──────── SOURCE TEXT ────────

Assembly line

As the days get sunnier, the evenings warmer, I find I am less inclined to stand at the kitchen stove, stirring and ruminating. Much more likely to be sitting outside somewhere, watching the world go by.

Any cooking I have done recently has been of the quick and necessary variety: a swift dish of aglio e oglio perhaps, that failsafe combination of spaghetti, garlic, oil, parmesan, chilli flakes and, in my version, chopped parsley: steak or chicken breasts, grilled with seasoning and herbs and served with a salad. Indeed, it has become less about cooking and more about assembling. Jumbling things together that require little or no actual stove-time but just some judicious chopping, slicing and adding of condiments.

──────── DATASET EXTRACT ────────

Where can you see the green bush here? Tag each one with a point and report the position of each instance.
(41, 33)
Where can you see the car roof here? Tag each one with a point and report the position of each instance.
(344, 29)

────────

» **DIRECTIONS**:
1. In the essay about summer cooking, what ingredient does the writer add in their own version of aglio e oglio?
2. Decide whether each statement agrees with the essay about summer cooking. Answer yes or no and quote the words that settle it.
(a) The writer notes that the evenings are getting cooler.
(b) The grilled steak or chicken breasts are served with a salad.
(c) The recent meals described need a long time on the stove.
3. Pick up the essay about summer cooking after its last sentence and continue it.

» **TASK ANSWERS**:
1. Chopped parsley.

2.
(a) No: "the evenings warmer"
(b) Yes: "served with a salad"
(c) No: "require little or no actual stove-time"

3.
In an effort to ween myself off my diet of lunchtime sandwiches at work I’ve spent some evenings preparing large and fairly elaborate salads which serve not only as an effortless supper option but a ready-made lunchbox the next day. I took a leaf from the good people at Leon and adapted their Original Superfood Salad to something that I could replicate with what was at hand. I found some asparagus and mange-tout, walnuts, pine-nuts, feta, chicken and bundles of fresh herbs – basil, mint and parsley. The chicken I lathered in ras-el-hanout and fried until golden and sticky. The nuts I chopped and toasted lightly. The whole lot I threw into a bowl and mixed with oil and lemon juice. Turned out to be pretty good.

Next time I was a bit more ambitious and, to that end, possibly less successful.  Went for a meatball-based melange this time, with spiced aubergines, tomatoes and cucumber as well as those nuts and herbs. I used beef and meant to run some chermoula through it, though I forgot. Result was a little dry due I think to the predominance of lean to fat in the mince. Still it was a worthy and fairly tasty affair and the feeling of being able to produce it at lunch – look what I made – made up for what might have been lacking in flavour.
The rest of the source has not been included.